> [WHAT THE EXERCISE ASKS] Rewrite every row below as a numbered list, leaving out any blank lines.

> [RECORDS SUPPLIED]
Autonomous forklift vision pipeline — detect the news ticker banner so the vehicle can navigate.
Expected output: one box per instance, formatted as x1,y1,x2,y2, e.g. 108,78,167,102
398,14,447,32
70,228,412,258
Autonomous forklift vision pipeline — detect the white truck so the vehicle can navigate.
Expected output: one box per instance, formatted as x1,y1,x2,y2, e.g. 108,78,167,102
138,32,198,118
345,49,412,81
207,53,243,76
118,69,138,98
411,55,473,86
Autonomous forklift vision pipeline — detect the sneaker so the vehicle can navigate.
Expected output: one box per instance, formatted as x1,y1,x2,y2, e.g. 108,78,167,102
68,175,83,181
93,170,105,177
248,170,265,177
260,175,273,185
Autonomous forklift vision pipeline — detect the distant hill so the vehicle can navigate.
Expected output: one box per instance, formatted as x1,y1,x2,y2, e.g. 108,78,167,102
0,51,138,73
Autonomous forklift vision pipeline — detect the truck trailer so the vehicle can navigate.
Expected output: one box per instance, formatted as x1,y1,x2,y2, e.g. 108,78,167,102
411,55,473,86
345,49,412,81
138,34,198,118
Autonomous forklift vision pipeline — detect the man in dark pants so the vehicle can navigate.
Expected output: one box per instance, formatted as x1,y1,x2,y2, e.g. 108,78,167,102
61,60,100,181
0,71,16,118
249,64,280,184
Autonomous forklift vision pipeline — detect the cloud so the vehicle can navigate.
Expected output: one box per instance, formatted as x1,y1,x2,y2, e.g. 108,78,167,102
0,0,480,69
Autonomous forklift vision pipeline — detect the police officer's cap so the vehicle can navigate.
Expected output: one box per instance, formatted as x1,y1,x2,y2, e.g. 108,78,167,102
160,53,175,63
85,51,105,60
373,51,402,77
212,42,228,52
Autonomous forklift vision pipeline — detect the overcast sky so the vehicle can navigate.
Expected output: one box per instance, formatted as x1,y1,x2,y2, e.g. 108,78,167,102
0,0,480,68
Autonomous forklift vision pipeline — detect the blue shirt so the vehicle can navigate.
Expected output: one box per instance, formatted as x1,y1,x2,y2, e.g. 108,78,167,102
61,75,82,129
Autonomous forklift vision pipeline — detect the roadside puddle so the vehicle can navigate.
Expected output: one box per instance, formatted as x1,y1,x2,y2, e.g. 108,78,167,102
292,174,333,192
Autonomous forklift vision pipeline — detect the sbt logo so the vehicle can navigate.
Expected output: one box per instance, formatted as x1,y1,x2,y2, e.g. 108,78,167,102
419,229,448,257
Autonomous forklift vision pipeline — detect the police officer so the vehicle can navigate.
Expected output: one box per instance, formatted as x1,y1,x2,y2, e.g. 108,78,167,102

> [WRITTEN ANSWER]
1. Autonomous forklift vision pipeline — detect the news ticker banner so the vehicle can navigate.
2. Expected output: one box per instance, formatted as x1,y1,x2,y2, e.g. 108,78,167,102
3. 398,14,447,32
4. 70,228,412,258
5. Autonomous forklift vision pipeline — detect the white truck so the vehicle can navigate.
6. Expected output: one box per instance, formatted as x1,y1,x2,y2, e.g. 108,78,167,102
7. 138,32,198,118
8. 345,49,412,81
9. 207,53,243,76
10. 118,69,138,98
11. 411,55,473,86
12. Autonomous forklift vision pipeline — detect the sneaker so the vehicle can navigate.
13. Expected output: one box per instance, formatted as x1,y1,x2,y2, e.g. 108,78,167,102
14. 68,175,83,181
15. 93,170,105,177
16. 248,170,265,177
17. 260,175,273,185
18. Autonomous forklift vision pipeline — detect the distant hill so the vehicle can navigate.
19. Expected output: one box per instance, formatted as x1,y1,x2,y2, e.g. 108,78,167,102
20. 0,51,138,73
21. Autonomous forklift vision pipeline — detect the truck trailer so the vehicle can navigate.
22. Expected output: one box per instance, formatted as x1,y1,x2,y2, e.g. 108,78,167,102
23. 411,55,473,86
24. 345,49,412,81
25. 138,34,198,118
26. Autonomous forklift vision pipeline — detect the man in dark pants so the vehicle can navigate.
27. Expected output: one box per instance, formatted as x1,y1,x2,y2, e.g. 108,78,167,102
28. 61,60,100,181
29. 0,71,16,118
30. 249,64,280,184
31. Autonomous forklift vision pipeline — detect the cloud so the vehicle can navigate.
32. Expected output: one box per instance, formatted as x1,y1,x2,y2, e.g. 108,78,167,102
33. 0,0,480,69
34. Autonomous forklift vision pipeline — detect the police officer's cap so the vehicle can navigate.
35. Expected output: one box per instance, formatted as x1,y1,x2,y2, e.g. 108,78,167,102
36. 160,53,175,63
37. 85,51,105,60
38. 373,51,402,77
39. 212,42,228,52
40. Autonomous forklift vision pipeline — detect the overcast sky so the vehicle can navigate.
41. Expected output: one box per instance, formatted as x1,y1,x2,y2, e.g. 108,78,167,102
42. 0,0,480,68
43. Autonomous forklift vision pipeline — detect the blue shirt so the vehicle can navigate.
44. Expected output: one box per instance, formatted as x1,y1,x2,y2, e.g. 108,78,167,102
45. 61,75,82,129
46. Autonomous forklift vision pipeline — detect the roadside puddle so the vehicle can navigate.
47. Expected output: one box per instance, formatted as x1,y1,x2,y2, e.g. 108,78,167,102
48. 292,174,333,192
49. Autonomous forklift vision pipeline — detect the sbt logo so the vehicle can navigate.
50. Expected output: one box per instance, formatted as x1,y1,x2,y2, e.g. 108,78,167,102
51. 419,229,448,257
52. Autonomous forklift vision pipeline — detect the police officer so the vehicle can navigate.
53. Expected output: one box per instance, formatted as x1,y1,x2,y2, e.g. 108,78,167,102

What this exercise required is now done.